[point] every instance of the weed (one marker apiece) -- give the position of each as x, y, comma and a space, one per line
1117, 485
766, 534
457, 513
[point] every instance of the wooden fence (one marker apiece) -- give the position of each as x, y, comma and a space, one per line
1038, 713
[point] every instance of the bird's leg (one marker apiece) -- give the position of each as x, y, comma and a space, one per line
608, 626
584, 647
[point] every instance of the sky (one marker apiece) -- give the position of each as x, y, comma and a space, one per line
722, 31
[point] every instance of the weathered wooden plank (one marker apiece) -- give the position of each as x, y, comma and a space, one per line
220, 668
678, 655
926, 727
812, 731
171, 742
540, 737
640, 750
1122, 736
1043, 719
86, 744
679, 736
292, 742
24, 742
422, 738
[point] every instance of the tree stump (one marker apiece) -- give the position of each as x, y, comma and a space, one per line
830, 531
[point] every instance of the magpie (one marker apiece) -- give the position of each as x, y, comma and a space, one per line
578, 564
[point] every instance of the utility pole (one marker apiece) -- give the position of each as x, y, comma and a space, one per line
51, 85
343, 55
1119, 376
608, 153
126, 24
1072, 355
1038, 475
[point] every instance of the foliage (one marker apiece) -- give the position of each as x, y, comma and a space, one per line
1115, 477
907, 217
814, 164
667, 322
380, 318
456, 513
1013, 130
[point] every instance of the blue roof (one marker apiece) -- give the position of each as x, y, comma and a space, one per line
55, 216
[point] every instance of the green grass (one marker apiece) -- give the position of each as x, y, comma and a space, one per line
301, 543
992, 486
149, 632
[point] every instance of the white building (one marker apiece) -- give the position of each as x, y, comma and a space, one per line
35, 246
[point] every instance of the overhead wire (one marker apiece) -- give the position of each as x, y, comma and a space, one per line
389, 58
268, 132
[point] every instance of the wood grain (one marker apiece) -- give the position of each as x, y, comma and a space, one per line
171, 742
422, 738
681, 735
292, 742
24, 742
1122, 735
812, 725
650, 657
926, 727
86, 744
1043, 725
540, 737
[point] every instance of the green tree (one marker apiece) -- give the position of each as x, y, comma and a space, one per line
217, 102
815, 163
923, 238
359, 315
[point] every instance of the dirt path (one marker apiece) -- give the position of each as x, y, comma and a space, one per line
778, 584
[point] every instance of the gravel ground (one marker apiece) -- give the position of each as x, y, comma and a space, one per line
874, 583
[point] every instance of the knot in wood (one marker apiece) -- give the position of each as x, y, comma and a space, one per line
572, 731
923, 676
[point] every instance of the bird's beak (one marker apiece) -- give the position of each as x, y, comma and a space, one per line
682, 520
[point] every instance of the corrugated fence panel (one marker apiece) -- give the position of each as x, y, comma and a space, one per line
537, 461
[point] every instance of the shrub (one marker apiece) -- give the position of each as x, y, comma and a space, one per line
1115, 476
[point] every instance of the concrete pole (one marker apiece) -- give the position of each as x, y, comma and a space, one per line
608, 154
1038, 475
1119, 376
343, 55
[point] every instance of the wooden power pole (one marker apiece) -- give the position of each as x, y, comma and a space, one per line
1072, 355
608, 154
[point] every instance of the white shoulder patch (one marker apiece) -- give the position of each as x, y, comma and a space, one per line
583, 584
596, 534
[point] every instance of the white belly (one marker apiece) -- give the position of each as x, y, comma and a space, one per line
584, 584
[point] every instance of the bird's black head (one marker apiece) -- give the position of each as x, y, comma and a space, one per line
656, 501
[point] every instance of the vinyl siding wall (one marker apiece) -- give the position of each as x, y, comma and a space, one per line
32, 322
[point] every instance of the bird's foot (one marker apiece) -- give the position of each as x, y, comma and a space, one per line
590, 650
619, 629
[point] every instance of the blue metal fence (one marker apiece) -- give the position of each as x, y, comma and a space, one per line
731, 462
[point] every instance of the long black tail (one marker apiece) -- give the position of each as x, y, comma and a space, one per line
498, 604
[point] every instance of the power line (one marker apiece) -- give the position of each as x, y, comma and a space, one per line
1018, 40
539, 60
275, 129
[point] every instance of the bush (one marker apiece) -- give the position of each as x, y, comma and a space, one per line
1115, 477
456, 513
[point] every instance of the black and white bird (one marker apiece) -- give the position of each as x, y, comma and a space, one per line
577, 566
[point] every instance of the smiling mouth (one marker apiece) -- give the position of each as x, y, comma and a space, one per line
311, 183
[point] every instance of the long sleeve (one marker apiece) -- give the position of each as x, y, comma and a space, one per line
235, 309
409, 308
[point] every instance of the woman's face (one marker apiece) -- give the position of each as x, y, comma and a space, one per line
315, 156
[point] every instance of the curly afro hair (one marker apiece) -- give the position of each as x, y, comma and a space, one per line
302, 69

> WRITTEN PROBLEM
Format every line of the records above as a JSON list of strings, one string per line, leaving out blank lines.

> WRITTEN SOLUTION
[
  "[point] every instance of the weed (one marker apiece) -- give the position of each as x, y, comma and a space, one per line",
  "1117, 485",
  "766, 534",
  "457, 513",
  "[point] every instance of the wooden fence (one marker apiece) -- give the position of each as x, y, comma and a space, one per line",
  "1038, 713",
  "[point] every instance of the bird's leg (one marker apiece) -- give the position of each as x, y, comma and a space, one per line",
  "608, 626",
  "584, 647",
  "[point] every instance of the sky (one marker apiece) -- give the position of each as x, y, comma and a space, one per line",
  "722, 31",
  "[point] every instance of the weathered wooden plank (one marker apiece) -- give the position of each as x, y, comma and a space, one per line",
  "220, 668",
  "678, 655",
  "926, 727",
  "812, 731",
  "171, 742",
  "540, 737",
  "640, 750",
  "1122, 736",
  "1043, 719",
  "86, 744",
  "679, 736",
  "292, 742",
  "24, 742",
  "422, 738",
  "[point] every instance of the tree stump (one marker apiece) -- give the position of each as x, y, comma and a space, one per line",
  "830, 531",
  "[point] every instance of the magpie (one marker apiece) -- give the position of each as x, y, comma and a space, one per line",
  "578, 564",
  "[point] every instance of the utility pole (one marker apiece) -- give the position of each as x, y, comma and a space, one per line",
  "51, 85",
  "343, 55",
  "1119, 376",
  "608, 153",
  "126, 24",
  "1072, 355",
  "1038, 475",
  "[point] every instance of the foliage (one marker apiece) -- give the position of each as x, y, comma and a space, one per line",
  "1115, 477",
  "907, 217",
  "814, 164",
  "667, 322",
  "380, 318",
  "456, 513",
  "1013, 130",
  "[point] every instance of the blue roof (one marker apiece) -- give the position of each as x, y, comma and a space, one per line",
  "55, 216",
  "[point] every instance of the green grass (one marker apiece) -- give the position of each as x, y, comma and a space, one per line",
  "301, 543",
  "992, 486",
  "149, 632",
  "[point] every instance of the white building (one marker apiece) -- give the position of each as x, y, comma and a space, one per line",
  "35, 246",
  "[point] every instance of the overhead wire (one marker apiece) -- give the position of each as x, y, comma and a space, one per line",
  "389, 58",
  "268, 132",
  "[point] every instance of the wood grain (one marker apiece) -- give the position of each as x, y, comma and a space, one per line",
  "171, 742",
  "422, 738",
  "681, 735",
  "292, 742",
  "24, 742",
  "1122, 735",
  "812, 725",
  "650, 657",
  "926, 727",
  "86, 744",
  "1043, 725",
  "540, 737",
  "[point] every instance of the green tree (one marker apiece) -- give the position of each as x, y, comma and a space, one per line",
  "217, 102",
  "815, 163",
  "923, 238",
  "359, 315",
  "[point] every instance of the dirt path (one marker apiece) -- give the position of each as x, y, comma and a space, one per line",
  "778, 584",
  "[point] every instance of the gravel ground (one marker apiece) -- give the position of each as x, y, comma and a space, one per line",
  "874, 583",
  "[point] every instance of the knot in wood (one marker apiece) -- give the position of each as x, y, comma and a space, one per line",
  "572, 731",
  "923, 676",
  "[point] every instance of the bird's beak (one marker apiece) -- give the position of each as x, y, comma and a space, one per line",
  "682, 520",
  "[point] every instance of the corrugated fence panel (one marker apiece) -- give the position of each as x, y, comma and a space, one per line",
  "537, 461",
  "[point] every instance of the shrub (one marker apiece) -- give the position of each as x, y, comma and a space, one per line",
  "1115, 476",
  "[point] every instance of the concrete pole (one marker apiece) -- give the position of each as x, y, comma and a space, one per line",
  "608, 154",
  "1038, 475",
  "1119, 376",
  "343, 55",
  "[point] every instance of the wooden power pole (one marker apiece) -- give the position of each as x, y, comma and a space, one per line",
  "1072, 355",
  "608, 154",
  "[point] every instance of the white shoulder patch (one marker apiece) -- give the position of each as x, y, comma and a space, one per line",
  "583, 584",
  "596, 534",
  "[point] every instance of the white belly (one marker apiece) -- give the position of each as x, y, comma and a space, one per line",
  "584, 584",
  "[point] every instance of the bird's black head (one marker apiece) -- give the position of each as x, y, comma and a space, one per line",
  "656, 501",
  "[point] every instance of the vinyl siding wall (one marker apiece) -- give the position of each as x, y, comma and a space, one per line",
  "32, 322",
  "[point] every instance of the bird's foot (one marker apiece) -- give the position of each as x, y, comma and a space, one per line",
  "590, 650",
  "619, 629",
  "[point] every instance of the blue metal fence (one marker apiece) -- give the position of each as x, y, comma and a space, one per line",
  "731, 462",
  "[point] every instance of the long black tail (one marker apiece) -- give the position of each as x, y, comma and a space, one per line",
  "498, 604",
  "[point] every instance of the power line (one marker apiece) -- give the position of each as x, y, comma and a space, one per line",
  "1018, 40",
  "539, 60",
  "275, 129",
  "[point] every instance of the bush (one marker apiece) -- give the position of each as x, y, comma and a space, one per line",
  "1115, 477",
  "456, 513",
  "[point] every instance of the black and white bird (one marker apiece) -- give the position of each as x, y, comma and a space, one per line",
  "577, 566",
  "[point] every instance of the smiling mouth (one marker apiece) -- give the position of each as x, y, comma and a space, one per line",
  "311, 183",
  "[point] every instance of the long sleeve (one marker apiece) -- give the position of each as x, y, comma and a space, one per line",
  "235, 309",
  "409, 308",
  "[point] every instance of the woman's face (one marker apiece) -- give the position of each as x, y, comma and a space, one per line",
  "315, 156",
  "[point] every instance of the curly afro hair (one marker apiece) -- give the position of each as x, y, comma and a space, one per line",
  "302, 69"
]